==== DATA RECORDS ====

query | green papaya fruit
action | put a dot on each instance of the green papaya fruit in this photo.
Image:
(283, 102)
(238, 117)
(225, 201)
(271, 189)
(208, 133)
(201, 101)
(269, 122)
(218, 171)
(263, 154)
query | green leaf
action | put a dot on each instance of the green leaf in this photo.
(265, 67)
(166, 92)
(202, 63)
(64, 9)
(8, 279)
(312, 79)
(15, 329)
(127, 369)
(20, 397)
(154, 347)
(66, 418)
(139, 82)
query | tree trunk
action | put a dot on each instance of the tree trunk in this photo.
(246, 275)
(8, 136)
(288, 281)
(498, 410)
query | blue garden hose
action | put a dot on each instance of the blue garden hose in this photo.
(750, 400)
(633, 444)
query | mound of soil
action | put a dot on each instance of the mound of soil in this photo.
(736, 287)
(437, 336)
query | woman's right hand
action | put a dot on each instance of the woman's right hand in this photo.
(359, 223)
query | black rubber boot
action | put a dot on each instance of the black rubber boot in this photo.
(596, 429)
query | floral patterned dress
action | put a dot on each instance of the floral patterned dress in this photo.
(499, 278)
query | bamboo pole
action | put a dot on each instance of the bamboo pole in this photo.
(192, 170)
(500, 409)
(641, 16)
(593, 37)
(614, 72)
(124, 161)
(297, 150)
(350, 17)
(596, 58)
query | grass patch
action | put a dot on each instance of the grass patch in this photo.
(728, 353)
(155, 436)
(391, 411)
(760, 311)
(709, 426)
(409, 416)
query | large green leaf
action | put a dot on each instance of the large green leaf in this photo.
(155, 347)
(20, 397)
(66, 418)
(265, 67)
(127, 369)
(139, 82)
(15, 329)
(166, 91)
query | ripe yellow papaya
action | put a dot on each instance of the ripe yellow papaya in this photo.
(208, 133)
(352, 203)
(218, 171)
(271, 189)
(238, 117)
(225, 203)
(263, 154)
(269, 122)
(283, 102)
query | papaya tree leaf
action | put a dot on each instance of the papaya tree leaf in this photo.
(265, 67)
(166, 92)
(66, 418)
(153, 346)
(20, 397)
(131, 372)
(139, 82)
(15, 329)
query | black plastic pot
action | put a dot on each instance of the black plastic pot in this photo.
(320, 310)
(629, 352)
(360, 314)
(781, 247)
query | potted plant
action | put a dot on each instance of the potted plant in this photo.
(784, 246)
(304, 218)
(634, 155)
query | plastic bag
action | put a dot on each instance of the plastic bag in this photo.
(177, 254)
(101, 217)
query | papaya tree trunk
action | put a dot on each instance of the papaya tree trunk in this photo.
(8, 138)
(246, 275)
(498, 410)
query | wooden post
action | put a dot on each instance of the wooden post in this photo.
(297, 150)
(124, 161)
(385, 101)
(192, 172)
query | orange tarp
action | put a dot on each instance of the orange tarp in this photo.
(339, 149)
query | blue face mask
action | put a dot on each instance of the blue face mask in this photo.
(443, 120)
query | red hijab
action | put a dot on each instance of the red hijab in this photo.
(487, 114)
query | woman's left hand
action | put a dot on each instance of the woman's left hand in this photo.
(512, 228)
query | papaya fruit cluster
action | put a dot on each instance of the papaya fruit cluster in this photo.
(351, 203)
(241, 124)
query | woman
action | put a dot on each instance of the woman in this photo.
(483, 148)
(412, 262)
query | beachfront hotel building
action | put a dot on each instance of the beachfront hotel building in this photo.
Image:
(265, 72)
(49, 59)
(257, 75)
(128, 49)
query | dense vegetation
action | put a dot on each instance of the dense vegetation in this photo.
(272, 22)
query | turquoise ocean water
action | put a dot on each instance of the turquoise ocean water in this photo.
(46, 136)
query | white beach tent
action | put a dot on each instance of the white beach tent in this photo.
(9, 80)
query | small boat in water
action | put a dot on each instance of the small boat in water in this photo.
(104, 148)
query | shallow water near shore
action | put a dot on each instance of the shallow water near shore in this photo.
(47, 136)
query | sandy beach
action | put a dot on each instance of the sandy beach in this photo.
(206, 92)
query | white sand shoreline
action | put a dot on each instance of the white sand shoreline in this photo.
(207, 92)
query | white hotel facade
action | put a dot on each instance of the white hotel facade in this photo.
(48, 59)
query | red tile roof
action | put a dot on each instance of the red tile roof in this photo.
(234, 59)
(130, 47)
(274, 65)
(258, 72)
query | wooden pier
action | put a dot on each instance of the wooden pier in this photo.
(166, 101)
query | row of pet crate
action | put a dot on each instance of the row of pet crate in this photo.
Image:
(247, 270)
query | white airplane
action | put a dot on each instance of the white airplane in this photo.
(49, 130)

====

TASK TO CARRY OUT> Recast these entries as a numbered list, leaving out blank lines.

RESULT OF THE EXERCISE>
1. query | green papaya fruit
2. action | put a dot on each instance of the green papaya fruit in this photo.
3. Image:
4. (283, 102)
5. (238, 117)
6. (225, 201)
7. (271, 189)
8. (208, 133)
9. (201, 101)
10. (269, 122)
11. (218, 171)
12. (263, 154)
13. query | green leaf
14. action | put a dot on each instance of the green leaf in this photo.
15. (265, 67)
16. (166, 92)
17. (202, 63)
18. (64, 9)
19. (8, 279)
20. (312, 79)
21. (15, 329)
22. (127, 369)
23. (20, 397)
24. (154, 347)
25. (66, 418)
26. (139, 82)
27. query | tree trunk
28. action | put a dot on each instance of the tree trunk in this photo.
29. (246, 275)
30. (8, 136)
31. (288, 281)
32. (498, 410)
33. query | blue garden hose
34. action | put a dot on each instance of the blue garden hose in this photo.
35. (750, 400)
36. (633, 444)
37. query | mound of soil
38. action | put a dot on each instance of the mound of soil in this photo.
39. (736, 287)
40. (437, 336)
41. query | woman's right hand
42. action | put a dot on each instance of the woman's right hand in this photo.
43. (359, 223)
44. query | black rubber boot
45. action | put a dot on each instance of the black rubber boot in this photo.
46. (596, 429)
47. query | floral patterned dress
48. action | put a dot on each instance of the floral patterned dress in this photo.
49. (499, 278)
50. query | bamboo pole
51. action | put a dot on each instance of the bamboo pole in this photo.
52. (192, 170)
53. (500, 409)
54. (641, 16)
55. (593, 37)
56. (614, 72)
57. (124, 161)
58. (297, 150)
59. (350, 17)
60. (596, 58)
61. query | grass patch
62. action | put a dot on each instance of the grass patch in this photo.
63. (728, 353)
64. (155, 436)
65. (391, 411)
66. (760, 311)
67. (709, 426)
68. (409, 416)
69. query | large green leaf
70. action | put a dot on each instance of the large green leaf in this photo.
71. (155, 347)
72. (20, 397)
73. (66, 418)
74. (265, 67)
75. (127, 369)
76. (139, 82)
77. (15, 329)
78. (166, 91)
79. query | ripe yellow papaya
80. action | put a dot on each instance of the ripe yellow papaya in this photo.
81. (208, 133)
82. (352, 203)
83. (218, 171)
84. (271, 189)
85. (238, 117)
86. (225, 203)
87. (263, 154)
88. (269, 122)
89. (283, 102)
90. query | papaya tree leaf
91. action | put a dot on each instance of the papaya tree leaf in this photo.
92. (265, 67)
93. (166, 92)
94. (66, 418)
95. (153, 346)
96. (20, 397)
97. (131, 372)
98. (139, 82)
99. (15, 329)
100. query | black plastic pot
101. action | put a dot on each instance of the black plastic pot in this photo.
102. (320, 310)
103. (629, 352)
104. (360, 314)
105. (781, 247)
106. query | potted plant
107. action | put a dot on each instance of the potted plant in this photo.
108. (784, 246)
109. (304, 218)
110. (634, 155)
111. query | plastic bag
112. action | put a dot on each instance of the plastic bag in this photo.
113. (177, 254)
114. (101, 217)
115. query | papaya tree trunk
116. action | put a dot on each instance of the papaya tree trunk in this photo.
117. (8, 138)
118. (246, 275)
119. (498, 410)
120. query | wooden post
121. action | put a dot on each instance of the wooden post in this photo.
122. (297, 150)
123. (124, 161)
124. (385, 101)
125. (192, 172)
126. query | orange tarp
127. action | put a dot on each instance of the orange tarp in this photo.
128. (339, 149)
129. query | blue face mask
130. action | put a dot on each instance of the blue face mask in this photo.
131. (443, 120)
132. query | red hijab
133. action | put a dot on each instance of the red hijab in this photo.
134. (487, 114)
135. query | woman's left hand
136. action | put a dot on each instance of the woman's left hand in this photo.
137. (512, 228)
138. query | papaya fruit cluster
139. action | put a dot on each instance of the papaya fruit cluster in this photo.
140. (351, 203)
141. (241, 124)
142. query | woman
143. action | put a dot on each instance of the woman in this photo.
144. (483, 148)
145. (412, 262)
146. query | beachfront hotel building
147. action | put a dot on each instance of the beachfront hotel building in this photo.
148. Image:
149. (265, 72)
150. (49, 59)
151. (257, 75)
152. (128, 49)
153. query | dense vegetation
154. action | put a dot on each instance of the dense vegetation in this photo.
155. (272, 22)
156. query | turquoise ocean water
157. action | put a dot on each instance of the turquoise ocean water in this photo.
158. (46, 136)
159. query | white beach tent
160. action | put a dot on each instance of the white beach tent in this photo.
161. (9, 80)
162. query | small boat in water
163. action | put a dot on each instance of the small boat in water in this photo.
164. (104, 148)
165. query | shallow water near shore
166. action | put a dot on each instance of the shallow water near shore in this photo.
167. (47, 136)
168. query | sandy beach
169. action | put a dot on each instance of the sandy beach in this photo.
170. (206, 92)
171. query | white sand shoreline
172. action | put a dot on each instance of the white sand shoreline in this photo.
173. (207, 92)
174. query | white hotel facade
175. action | put a dot on each instance of the white hotel facade in this photo.
176. (48, 59)
177. query | red tile roof
178. action | put a dot on each instance of the red tile roof in this photo.
179. (234, 59)
180. (130, 47)
181. (274, 65)
182. (258, 72)
183. query | wooden pier
184. action | put a dot on each instance of the wooden pier in this photo.
185. (166, 101)
186. query | row of pet crate
187. action | put a dot on each instance of the row of pet crate in this photo.
188. Image:
189. (247, 270)
190. query | white airplane
191. action | put a dot on each instance of the white airplane in this photo.
192. (49, 130)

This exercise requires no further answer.